#### WHAT THE TASK REQUIRES:
The answer must be every record below, reproduced exactly.
START MATERIAL PROVIDED
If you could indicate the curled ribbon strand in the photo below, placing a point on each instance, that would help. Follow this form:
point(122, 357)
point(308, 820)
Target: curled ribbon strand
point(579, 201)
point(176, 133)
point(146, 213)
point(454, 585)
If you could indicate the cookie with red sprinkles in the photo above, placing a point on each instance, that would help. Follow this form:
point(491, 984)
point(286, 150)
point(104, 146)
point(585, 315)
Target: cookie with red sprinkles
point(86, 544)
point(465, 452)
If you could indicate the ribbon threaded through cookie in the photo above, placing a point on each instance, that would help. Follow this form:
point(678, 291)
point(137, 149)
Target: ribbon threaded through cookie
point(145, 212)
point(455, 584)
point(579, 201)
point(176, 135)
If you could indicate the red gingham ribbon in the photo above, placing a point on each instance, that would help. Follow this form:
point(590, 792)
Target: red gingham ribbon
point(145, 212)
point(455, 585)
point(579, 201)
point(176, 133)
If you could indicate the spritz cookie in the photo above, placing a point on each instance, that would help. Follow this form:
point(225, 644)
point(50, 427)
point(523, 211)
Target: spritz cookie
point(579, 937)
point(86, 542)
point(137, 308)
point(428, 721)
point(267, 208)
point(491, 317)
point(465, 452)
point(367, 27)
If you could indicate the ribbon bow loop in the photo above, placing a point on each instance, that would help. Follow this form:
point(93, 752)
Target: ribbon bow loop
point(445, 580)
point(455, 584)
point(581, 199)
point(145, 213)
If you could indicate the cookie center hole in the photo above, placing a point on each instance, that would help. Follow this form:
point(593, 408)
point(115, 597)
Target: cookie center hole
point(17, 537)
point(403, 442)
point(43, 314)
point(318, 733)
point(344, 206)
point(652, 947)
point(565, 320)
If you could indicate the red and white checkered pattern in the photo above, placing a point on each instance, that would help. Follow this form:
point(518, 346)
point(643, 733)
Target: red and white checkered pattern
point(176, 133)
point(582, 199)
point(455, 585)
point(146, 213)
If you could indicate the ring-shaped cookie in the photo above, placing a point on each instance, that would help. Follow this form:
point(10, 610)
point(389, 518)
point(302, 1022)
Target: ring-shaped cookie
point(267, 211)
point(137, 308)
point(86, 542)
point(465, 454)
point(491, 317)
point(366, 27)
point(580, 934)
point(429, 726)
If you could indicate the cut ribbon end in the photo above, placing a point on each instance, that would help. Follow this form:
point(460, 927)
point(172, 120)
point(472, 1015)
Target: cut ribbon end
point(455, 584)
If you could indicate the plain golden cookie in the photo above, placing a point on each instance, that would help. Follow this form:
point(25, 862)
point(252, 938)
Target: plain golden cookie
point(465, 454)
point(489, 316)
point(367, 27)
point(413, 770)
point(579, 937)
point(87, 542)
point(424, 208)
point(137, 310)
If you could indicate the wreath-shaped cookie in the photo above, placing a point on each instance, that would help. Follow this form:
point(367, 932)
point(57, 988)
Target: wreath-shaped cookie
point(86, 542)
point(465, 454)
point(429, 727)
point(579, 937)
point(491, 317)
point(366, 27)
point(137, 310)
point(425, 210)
END MATERIAL PROVIDED
#### RESPONSE AREA:
If you could indicate the curled ribbon strand in the photo below, placing a point on each instance, that would help. Follow this form:
point(122, 357)
point(308, 820)
Target: curled ribbon strand
point(579, 201)
point(176, 133)
point(146, 213)
point(454, 585)
If you could indicate the cookie with red sprinkles in the photo above, placing a point on each instance, that would help. Follow this form:
point(491, 984)
point(286, 150)
point(104, 146)
point(585, 315)
Target: cookie with red sprinkles
point(86, 544)
point(465, 452)
If you could indicate the ribbon threaded through cookie in the photo above, placing a point on each instance, that would help. Follow this form:
point(678, 291)
point(137, 149)
Target: ribbon threaded through cookie
point(145, 212)
point(455, 584)
point(579, 201)
point(176, 135)
If you could indicate the red gingham ribbon in the photo above, placing a point on each instance, that would help. Follow this form:
point(590, 792)
Target: red gingham ribbon
point(145, 212)
point(455, 585)
point(579, 201)
point(176, 133)
If you could indicate the spritz cookie in the photo above, placing a point on each instance, that would help. Follow this form:
point(225, 644)
point(50, 427)
point(523, 211)
Target: spritz cookie
point(579, 937)
point(86, 542)
point(137, 308)
point(428, 721)
point(267, 208)
point(491, 317)
point(465, 452)
point(367, 27)
If you could indicate the ribbon bow loop in the photo above, placing a point on each instance, that would help. Follow this form:
point(93, 752)
Target: ribbon bow loop
point(445, 580)
point(455, 584)
point(581, 199)
point(145, 213)
If you could indicate the cookie center hole in the photo above, placing a point on each instance, that would help. Follow this form:
point(593, 408)
point(115, 597)
Target: cookie center hole
point(17, 537)
point(403, 442)
point(43, 314)
point(318, 733)
point(344, 206)
point(652, 947)
point(565, 320)
If you could indicate the red and white checkered pattern in the photo above, placing a point on each instance, that would help. Follow this form:
point(518, 346)
point(643, 733)
Target: red and white checkered pattern
point(176, 133)
point(582, 199)
point(455, 585)
point(146, 213)
If you could indicate the ring-shaped cookie in the photo above, placing a point on each instance, that would help. Follow this form:
point(10, 610)
point(389, 518)
point(302, 1022)
Target: ring-shaped cookie
point(267, 211)
point(137, 308)
point(86, 542)
point(465, 454)
point(491, 317)
point(366, 27)
point(580, 934)
point(429, 726)
If you could indicate the cut ribbon end in the photo above, placing a point on each instance, that would help. Follow this form:
point(460, 927)
point(172, 120)
point(472, 1015)
Target: cut ribbon end
point(455, 584)
If you could indicate the plain golden cookie in the photo above, placing a point on each instance, that would help. Follow this form:
point(25, 862)
point(252, 938)
Target: plain golden cookie
point(465, 454)
point(489, 316)
point(367, 27)
point(413, 770)
point(579, 937)
point(87, 542)
point(424, 208)
point(137, 310)
If you could indicate the wreath-shaped cookie in the photo above, placing a point on each instance, that would help. Follow this form:
point(367, 932)
point(57, 988)
Target: wreath-shaped cookie
point(86, 542)
point(465, 454)
point(429, 727)
point(579, 937)
point(491, 317)
point(366, 27)
point(137, 310)
point(425, 210)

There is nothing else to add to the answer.